# Exercise aim
Below are records; please set down exactly the lines from the first through the one containing "Thank you for the photo. Could you please identify the distant".

# Stored records
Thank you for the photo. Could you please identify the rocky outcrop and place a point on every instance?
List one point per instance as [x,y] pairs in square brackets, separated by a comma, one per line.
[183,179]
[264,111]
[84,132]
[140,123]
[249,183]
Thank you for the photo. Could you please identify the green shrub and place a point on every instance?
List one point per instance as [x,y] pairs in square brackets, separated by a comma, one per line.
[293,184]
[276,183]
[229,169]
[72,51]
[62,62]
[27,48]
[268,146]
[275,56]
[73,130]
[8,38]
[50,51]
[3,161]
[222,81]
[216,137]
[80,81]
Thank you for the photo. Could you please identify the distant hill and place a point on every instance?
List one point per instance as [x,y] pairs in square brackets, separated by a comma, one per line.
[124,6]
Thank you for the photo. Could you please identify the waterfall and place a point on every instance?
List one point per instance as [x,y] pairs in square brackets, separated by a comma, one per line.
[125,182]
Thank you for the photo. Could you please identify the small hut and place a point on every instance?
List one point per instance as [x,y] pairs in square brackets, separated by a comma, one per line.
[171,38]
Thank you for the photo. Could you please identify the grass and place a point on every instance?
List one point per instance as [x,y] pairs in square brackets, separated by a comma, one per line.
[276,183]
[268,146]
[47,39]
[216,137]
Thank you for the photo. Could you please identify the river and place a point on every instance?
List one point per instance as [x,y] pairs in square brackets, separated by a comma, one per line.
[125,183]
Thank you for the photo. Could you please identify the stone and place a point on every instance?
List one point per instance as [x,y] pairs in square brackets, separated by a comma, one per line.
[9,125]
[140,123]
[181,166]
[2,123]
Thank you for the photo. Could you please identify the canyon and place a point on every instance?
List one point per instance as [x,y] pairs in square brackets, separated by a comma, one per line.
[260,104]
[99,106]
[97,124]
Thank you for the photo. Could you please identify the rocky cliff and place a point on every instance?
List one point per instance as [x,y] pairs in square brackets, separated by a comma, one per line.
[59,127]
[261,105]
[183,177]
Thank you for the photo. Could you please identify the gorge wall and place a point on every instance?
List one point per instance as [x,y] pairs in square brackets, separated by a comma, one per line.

# Expected answer
Thank you for the photo. Could you please identify the rocky outcrop and place a point on every instance?
List one point per instance as [x,y] pairs in square brackets, separated by a comma, one per line.
[183,179]
[264,111]
[84,132]
[140,123]
[249,183]
Thank you for the photo. Could you please identify the green shrub and place a point on every instance?
List one point per instance as [x,y] pairs in square brackets, separated by a comma, one per line.
[293,184]
[276,183]
[229,169]
[72,51]
[62,62]
[27,48]
[268,146]
[275,56]
[73,130]
[8,38]
[50,51]
[3,161]
[222,81]
[216,137]
[80,81]
Thank you for the photo. Could you please identify the distant hill and place a point on every instance?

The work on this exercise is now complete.